▶ _STATED PROBLEM_: Duplicate everything in the material from the line containing "blurred green background -> box" down to the line containing "0,0 -> 1000,619", both of those lines included.

▶ _RECORD EXCERPTS_:
------------------------------------------------
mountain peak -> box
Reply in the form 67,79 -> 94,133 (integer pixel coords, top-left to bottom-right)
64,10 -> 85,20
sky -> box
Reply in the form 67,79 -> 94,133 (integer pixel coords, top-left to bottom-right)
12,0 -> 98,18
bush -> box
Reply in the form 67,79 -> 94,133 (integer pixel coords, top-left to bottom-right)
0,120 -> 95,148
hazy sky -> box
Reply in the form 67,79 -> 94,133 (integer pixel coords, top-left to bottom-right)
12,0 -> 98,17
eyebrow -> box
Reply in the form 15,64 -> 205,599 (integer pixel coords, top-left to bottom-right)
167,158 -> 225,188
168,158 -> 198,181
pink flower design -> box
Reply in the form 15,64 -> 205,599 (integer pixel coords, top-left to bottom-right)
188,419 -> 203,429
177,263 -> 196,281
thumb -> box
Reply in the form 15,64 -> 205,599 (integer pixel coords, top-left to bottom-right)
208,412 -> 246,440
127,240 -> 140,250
------------------------------------------------
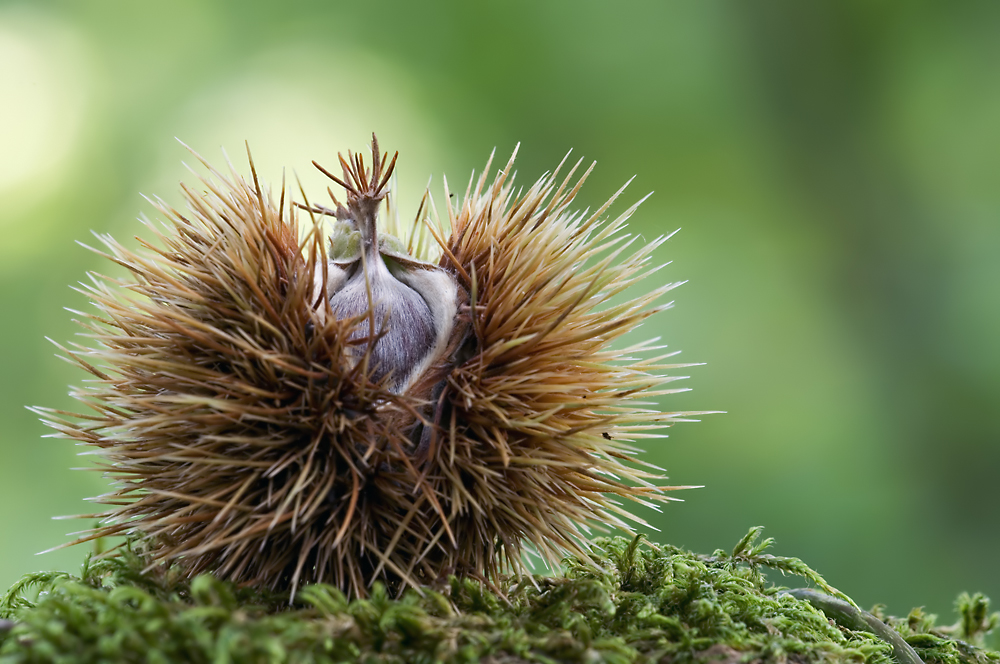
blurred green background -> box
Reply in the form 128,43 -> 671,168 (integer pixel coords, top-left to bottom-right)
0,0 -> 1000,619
------------------------------------------------
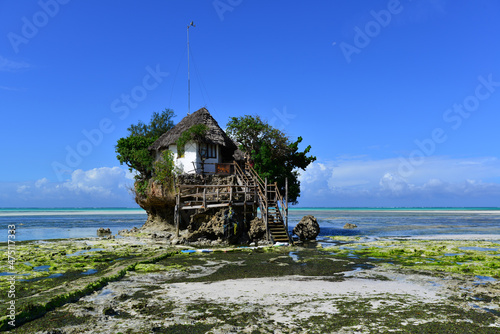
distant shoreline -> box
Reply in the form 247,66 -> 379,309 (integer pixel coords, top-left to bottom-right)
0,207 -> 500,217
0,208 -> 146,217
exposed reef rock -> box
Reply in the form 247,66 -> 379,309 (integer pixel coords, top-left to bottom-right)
------------------------------------------------
▶ _WRITTEN ANSWER_:
blurred green background -> box
Reply in the form 128,43 -> 671,168 (integer pixel coords, top-left to bottom-right)
0,0 -> 1000,619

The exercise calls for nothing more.